[KUTIPAN TEKS]
**********

Kasnadi *
Sekarang ini disebut zaman casing. Semua orang membutuhkan casing. Semua orang menginginkan casing. Semua orang tergiur casing. Semua orang terbius oleh casing. Semua orang memburu casing. Semua sendi kehidupan manusia terlanda wabah casing. Hampir semua persoalan dilihat atas dasar gebyar casing-nya. Casing menjadi barang komodity yang laris manis. Gebyar casing secara kasat mata menjadi barometernya. Penampilan menjadi taruhan. Bungkus menjadi tolok ukur. Penampilan menjadi barang mewah. Casing menjadi terpenting. Bentuk akan menjadi segalanya. Hakikatnya kesemua itu, sesungguhnya untuk apa?
Lihatlah pola hidup dan gaya anak-anak muda. Membungkus tubuh dengan beragam mode ketatnya. Menenteng tas buatan Italia. Memakai sepatu ala Madona. Memburu bahan pemutih untuk mengubah kulit sawo matangnya. Mengganti alis sesuka selera. Mengubah kelopak mata menjadi berwarna. Mengubah hidung menjadi mancung. Mengubah pipi menjadi tirus. Membentuk gigi menjadi rata. Mengubah rambut keriting menjadi reubondeing. Mengubah wajah dengan topeng barunya. Akhirnya, bak hand phone Cina yang sering berganti casing-nya.

**********

[DATA MENTAH]
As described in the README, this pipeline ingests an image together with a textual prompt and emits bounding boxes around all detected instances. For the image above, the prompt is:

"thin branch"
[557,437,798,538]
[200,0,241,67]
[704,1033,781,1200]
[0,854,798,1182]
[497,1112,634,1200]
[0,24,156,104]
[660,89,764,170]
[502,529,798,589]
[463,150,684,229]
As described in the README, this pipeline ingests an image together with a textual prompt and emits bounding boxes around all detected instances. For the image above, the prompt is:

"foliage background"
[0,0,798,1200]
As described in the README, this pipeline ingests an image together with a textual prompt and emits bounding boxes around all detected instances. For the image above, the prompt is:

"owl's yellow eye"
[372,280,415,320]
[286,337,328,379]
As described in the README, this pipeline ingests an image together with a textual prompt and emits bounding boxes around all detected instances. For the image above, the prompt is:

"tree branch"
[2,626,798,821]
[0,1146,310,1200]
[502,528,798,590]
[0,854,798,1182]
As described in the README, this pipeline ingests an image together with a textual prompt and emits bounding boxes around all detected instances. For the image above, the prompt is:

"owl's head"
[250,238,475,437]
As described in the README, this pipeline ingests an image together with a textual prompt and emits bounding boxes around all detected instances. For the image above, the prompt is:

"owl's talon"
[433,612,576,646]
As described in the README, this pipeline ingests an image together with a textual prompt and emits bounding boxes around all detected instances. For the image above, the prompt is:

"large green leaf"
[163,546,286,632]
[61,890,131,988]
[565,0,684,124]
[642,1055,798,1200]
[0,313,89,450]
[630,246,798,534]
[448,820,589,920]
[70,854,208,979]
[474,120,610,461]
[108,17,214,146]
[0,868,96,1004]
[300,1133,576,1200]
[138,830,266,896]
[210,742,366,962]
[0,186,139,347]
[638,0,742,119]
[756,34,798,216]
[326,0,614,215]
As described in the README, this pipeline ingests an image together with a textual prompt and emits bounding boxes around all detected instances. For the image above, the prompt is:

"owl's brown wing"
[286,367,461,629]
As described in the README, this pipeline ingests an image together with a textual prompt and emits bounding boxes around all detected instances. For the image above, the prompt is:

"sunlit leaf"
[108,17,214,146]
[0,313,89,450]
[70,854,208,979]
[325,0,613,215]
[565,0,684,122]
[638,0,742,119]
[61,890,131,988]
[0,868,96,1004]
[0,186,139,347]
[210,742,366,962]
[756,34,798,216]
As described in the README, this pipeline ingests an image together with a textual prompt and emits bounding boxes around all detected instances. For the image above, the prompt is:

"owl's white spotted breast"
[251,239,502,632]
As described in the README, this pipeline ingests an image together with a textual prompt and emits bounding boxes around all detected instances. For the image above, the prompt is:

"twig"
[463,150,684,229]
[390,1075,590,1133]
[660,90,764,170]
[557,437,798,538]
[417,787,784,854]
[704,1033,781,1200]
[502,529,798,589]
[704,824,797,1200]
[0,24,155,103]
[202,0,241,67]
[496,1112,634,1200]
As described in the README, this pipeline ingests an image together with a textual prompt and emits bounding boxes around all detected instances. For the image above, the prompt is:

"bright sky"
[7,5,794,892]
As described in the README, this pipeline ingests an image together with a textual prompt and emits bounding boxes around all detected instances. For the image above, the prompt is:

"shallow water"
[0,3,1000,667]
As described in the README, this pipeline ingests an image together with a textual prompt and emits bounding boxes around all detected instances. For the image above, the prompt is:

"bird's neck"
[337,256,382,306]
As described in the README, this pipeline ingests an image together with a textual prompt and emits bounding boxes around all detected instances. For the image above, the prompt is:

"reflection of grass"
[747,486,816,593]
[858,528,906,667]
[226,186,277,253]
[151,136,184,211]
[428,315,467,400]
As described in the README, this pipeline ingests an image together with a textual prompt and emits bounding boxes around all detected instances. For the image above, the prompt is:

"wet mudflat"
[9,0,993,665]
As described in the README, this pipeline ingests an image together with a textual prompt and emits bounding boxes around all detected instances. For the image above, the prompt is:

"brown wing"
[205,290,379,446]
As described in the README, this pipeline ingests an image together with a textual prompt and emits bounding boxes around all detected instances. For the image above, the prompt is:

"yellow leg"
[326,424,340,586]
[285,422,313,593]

**********

[YANG PERLU DIKERJAKAN]
(1) Jawab pertanyaan berikut berdasarkan kutipan:
(a) Zaman sekarang ini disebut zaman apa?
(b) Tas buatan mana yang ditenteng anak-anak muda?
(c) Pada akhirnya anak-anak muda diibaratkan seperti apa?
(2) Tolong salin kata demi kata bagian kutipan yang diawali kata-kata "Lihatlah pola hidup" dan berakhir setelah kata-kata "sering berganti casing-nya.".
Jawablah hanya berdasarkan kutipan di atas.

[JAWABAN PER TUGAS]
(1)
(a) Zaman casing.
(b) Tas buatan Italia.
(c) Seperti hand phone Cina yang sering berganti casing-nya.

(2)
Lihatlah pola hidup dan gaya anak-anak muda. Membungkus tubuh dengan beragam mode ketatnya. Menenteng tas buatan Italia. Memakai sepatu ala Madona. Memburu bahan pemutih untuk mengubah kulit sawo matangnya. Mengganti alis sesuka selera. Mengubah kelopak mata menjadi berwarna. Mengubah hidung menjadi mancung. Mengubah pipi menjadi tirus. Membentuk gigi menjadi rata. Mengubah rambut keriting menjadi reubondeing. Mengubah wajah dengan topeng barunya. Akhirnya, bak hand phone Cina yang sering berganti casing-nya.